## Given request:
Copy word for word the part of the listing that opens with the line containing "[locate] asparagus spear" and runs through the end of the listing, including both ends.

## Exercise material:
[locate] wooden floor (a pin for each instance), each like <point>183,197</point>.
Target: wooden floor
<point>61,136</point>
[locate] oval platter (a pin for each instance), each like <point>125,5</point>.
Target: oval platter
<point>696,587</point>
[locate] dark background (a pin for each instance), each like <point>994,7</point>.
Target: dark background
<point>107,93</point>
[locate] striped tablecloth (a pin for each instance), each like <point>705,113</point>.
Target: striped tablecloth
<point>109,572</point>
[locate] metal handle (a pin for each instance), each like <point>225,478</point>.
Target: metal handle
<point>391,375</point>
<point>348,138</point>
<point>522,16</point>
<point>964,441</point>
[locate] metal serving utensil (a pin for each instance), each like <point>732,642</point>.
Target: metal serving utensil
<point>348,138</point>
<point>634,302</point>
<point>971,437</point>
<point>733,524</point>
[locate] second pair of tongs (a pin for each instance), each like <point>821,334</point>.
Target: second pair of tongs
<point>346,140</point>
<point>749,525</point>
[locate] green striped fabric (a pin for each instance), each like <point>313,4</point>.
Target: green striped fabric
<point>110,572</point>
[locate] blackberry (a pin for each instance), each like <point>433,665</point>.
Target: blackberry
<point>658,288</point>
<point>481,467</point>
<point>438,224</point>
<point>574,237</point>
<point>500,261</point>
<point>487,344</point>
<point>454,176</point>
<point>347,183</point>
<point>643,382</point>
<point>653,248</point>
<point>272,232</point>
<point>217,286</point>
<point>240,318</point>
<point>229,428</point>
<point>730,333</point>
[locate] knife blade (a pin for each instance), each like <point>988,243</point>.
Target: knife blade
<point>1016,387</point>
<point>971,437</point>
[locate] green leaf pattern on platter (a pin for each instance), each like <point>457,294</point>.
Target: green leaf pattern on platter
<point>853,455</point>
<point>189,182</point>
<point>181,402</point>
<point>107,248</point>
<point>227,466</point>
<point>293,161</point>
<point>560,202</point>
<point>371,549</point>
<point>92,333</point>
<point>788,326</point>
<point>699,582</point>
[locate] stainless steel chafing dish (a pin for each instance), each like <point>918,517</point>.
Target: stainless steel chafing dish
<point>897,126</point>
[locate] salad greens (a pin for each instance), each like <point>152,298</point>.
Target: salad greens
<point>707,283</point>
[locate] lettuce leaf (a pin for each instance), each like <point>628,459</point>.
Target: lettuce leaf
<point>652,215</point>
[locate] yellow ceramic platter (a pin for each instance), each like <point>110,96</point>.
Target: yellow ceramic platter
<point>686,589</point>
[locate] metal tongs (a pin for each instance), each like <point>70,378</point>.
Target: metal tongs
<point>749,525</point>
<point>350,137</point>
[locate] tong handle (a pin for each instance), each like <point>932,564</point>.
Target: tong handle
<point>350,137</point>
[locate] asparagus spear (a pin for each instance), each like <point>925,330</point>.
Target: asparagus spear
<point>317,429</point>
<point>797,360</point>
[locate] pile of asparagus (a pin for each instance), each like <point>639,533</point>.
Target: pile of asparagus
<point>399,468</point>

## Task answer:
[locate] asparagus spear (a pin for each instance), each like <point>925,330</point>.
Target: asparagus spear
<point>317,429</point>
<point>797,360</point>
[locate] pile of asparagus (a pin for each instance), each like <point>639,533</point>.
Target: pile of asparagus
<point>399,468</point>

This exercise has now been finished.